Place every line below into a Markdown table with two columns, Row and Line. Number each row and skip any blank lines.

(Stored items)
"""

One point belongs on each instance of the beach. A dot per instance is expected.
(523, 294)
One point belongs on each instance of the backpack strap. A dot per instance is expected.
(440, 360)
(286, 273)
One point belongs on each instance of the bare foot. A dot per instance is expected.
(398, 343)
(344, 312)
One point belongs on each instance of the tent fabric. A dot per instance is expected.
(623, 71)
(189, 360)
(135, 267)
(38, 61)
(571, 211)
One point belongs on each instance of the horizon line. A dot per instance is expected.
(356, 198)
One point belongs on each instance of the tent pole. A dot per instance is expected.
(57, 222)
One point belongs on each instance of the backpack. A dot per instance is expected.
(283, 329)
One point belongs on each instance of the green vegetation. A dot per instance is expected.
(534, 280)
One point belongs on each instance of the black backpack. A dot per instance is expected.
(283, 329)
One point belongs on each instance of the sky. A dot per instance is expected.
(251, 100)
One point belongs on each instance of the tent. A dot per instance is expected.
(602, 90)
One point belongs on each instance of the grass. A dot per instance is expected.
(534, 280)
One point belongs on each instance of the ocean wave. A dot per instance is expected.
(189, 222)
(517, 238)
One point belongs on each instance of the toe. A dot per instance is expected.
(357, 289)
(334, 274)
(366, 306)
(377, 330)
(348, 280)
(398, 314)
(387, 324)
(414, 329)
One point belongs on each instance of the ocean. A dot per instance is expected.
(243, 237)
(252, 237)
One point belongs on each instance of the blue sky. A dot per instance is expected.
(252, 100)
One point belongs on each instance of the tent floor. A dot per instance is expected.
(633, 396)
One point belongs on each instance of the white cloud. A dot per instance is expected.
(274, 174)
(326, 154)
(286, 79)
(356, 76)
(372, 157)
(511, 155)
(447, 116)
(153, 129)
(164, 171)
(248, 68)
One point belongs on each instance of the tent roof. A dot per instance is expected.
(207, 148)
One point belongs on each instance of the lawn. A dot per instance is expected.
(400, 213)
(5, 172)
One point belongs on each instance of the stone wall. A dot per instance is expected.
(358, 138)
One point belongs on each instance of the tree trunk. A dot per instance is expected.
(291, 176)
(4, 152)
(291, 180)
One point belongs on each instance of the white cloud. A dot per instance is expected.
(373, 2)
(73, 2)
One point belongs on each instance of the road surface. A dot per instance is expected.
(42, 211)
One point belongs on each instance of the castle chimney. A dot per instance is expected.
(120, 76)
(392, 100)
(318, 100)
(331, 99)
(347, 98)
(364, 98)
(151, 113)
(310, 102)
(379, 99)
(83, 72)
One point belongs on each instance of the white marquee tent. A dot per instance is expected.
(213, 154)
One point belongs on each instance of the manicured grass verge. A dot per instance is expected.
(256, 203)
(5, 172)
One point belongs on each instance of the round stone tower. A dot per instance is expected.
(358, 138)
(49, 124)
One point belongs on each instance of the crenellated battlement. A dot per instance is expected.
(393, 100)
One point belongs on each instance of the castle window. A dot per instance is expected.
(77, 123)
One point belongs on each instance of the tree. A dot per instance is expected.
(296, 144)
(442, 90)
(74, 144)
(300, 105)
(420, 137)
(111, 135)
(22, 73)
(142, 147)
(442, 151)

"""

FULL ANSWER →
| Row | Line |
|---|---|
| 1 | One point belongs on each instance of the beach. A dot per instance is expected. |
| 2 | (523, 294) |
| 3 | One point belongs on each instance of the backpack strap. A dot per instance is expected. |
| 4 | (440, 360) |
| 5 | (286, 273) |
| 6 | One point belongs on each instance of the bare foot. A dot per instance is expected. |
| 7 | (398, 343) |
| 8 | (344, 312) |
| 9 | One point belongs on each instance of the tent fabric. A dot per instance is expected. |
| 10 | (623, 71) |
| 11 | (189, 360) |
| 12 | (135, 267) |
| 13 | (38, 61) |
| 14 | (571, 211) |
| 15 | One point belongs on each instance of the horizon line. A dot per instance is expected. |
| 16 | (356, 198) |
| 17 | One point belongs on each instance of the tent pole. A dot per instance is expected. |
| 18 | (57, 222) |
| 19 | One point belongs on each instance of the backpack. A dot per instance is expected. |
| 20 | (283, 329) |
| 21 | One point belongs on each instance of the green vegetation. A dot per instance is expected. |
| 22 | (534, 280) |
| 23 | One point belongs on each instance of the black backpack. A dot per instance is expected. |
| 24 | (283, 329) |
| 25 | One point belongs on each instance of the sky. A dot per instance is expected. |
| 26 | (251, 100) |
| 27 | One point belongs on each instance of the tent. A dot per instance is expected. |
| 28 | (602, 90) |
| 29 | One point belongs on each instance of the grass. A dot per instance is expected. |
| 30 | (534, 280) |
| 31 | One point belongs on each instance of the ocean wave. A dot per instance is expected. |
| 32 | (189, 222) |
| 33 | (517, 238) |
| 34 | One point belongs on each instance of the toe. A dot per instance is expected. |
| 35 | (357, 289) |
| 36 | (334, 274) |
| 37 | (366, 306) |
| 38 | (377, 330) |
| 39 | (348, 280) |
| 40 | (398, 314) |
| 41 | (387, 324) |
| 42 | (414, 329) |
| 43 | One point belongs on each instance of the ocean. A dot per instance is expected. |
| 44 | (243, 237) |
| 45 | (252, 237) |
| 46 | One point belongs on each instance of the blue sky. A dot per instance is expected. |
| 47 | (252, 100) |
| 48 | One point belongs on each instance of the tent floor. A dot per instance is expected. |
| 49 | (633, 396) |
| 50 | One point belongs on each instance of the white cloud. A dot per instance is expected. |
| 51 | (274, 174) |
| 52 | (326, 154) |
| 53 | (286, 79) |
| 54 | (356, 76) |
| 55 | (372, 157) |
| 56 | (511, 155) |
| 57 | (447, 116) |
| 58 | (153, 129) |
| 59 | (164, 171) |
| 60 | (248, 68) |
| 61 | One point belongs on each instance of the tent roof. A dot per instance is expected. |
| 62 | (207, 148) |
| 63 | One point belongs on each instance of the lawn. A dot per instance is expected. |
| 64 | (400, 213) |
| 65 | (5, 172) |
| 66 | One point belongs on each instance of the stone wall. A dot per instance is expected. |
| 67 | (358, 138) |
| 68 | One point belongs on each instance of the tree trunk. A dot per instance is expected. |
| 69 | (291, 176) |
| 70 | (4, 152) |
| 71 | (291, 180) |
| 72 | One point belongs on each instance of the white cloud. A dot per instance is expected. |
| 73 | (373, 2) |
| 74 | (73, 2) |
| 75 | One point belongs on each instance of the road surface. A dot per instance is expected. |
| 76 | (42, 211) |
| 77 | One point belongs on each instance of the castle chimney. A dot per instance is expected. |
| 78 | (120, 76) |
| 79 | (392, 100) |
| 80 | (318, 100) |
| 81 | (331, 99) |
| 82 | (347, 98) |
| 83 | (364, 98) |
| 84 | (151, 113) |
| 85 | (310, 102) |
| 86 | (379, 99) |
| 87 | (83, 72) |
| 88 | One point belongs on each instance of the white marquee tent. A dot per instance is expected. |
| 89 | (213, 154) |
| 90 | One point belongs on each instance of the manicured grass verge. A dot per instance is expected. |
| 91 | (256, 203) |
| 92 | (5, 172) |
| 93 | One point belongs on each instance of the round stone tower. A dot per instance is expected. |
| 94 | (358, 138) |
| 95 | (49, 124) |
| 96 | One point belongs on each instance of the crenellated battlement. A dot per instance is expected. |
| 97 | (393, 100) |
| 98 | One point belongs on each instance of the castle window. A dot per instance is expected. |
| 99 | (77, 123) |
| 100 | One point belongs on each instance of the tree. A dot per instance is expected. |
| 101 | (296, 144) |
| 102 | (442, 90) |
| 103 | (74, 144) |
| 104 | (300, 105) |
| 105 | (420, 137) |
| 106 | (111, 135) |
| 107 | (22, 73) |
| 108 | (142, 147) |
| 109 | (442, 151) |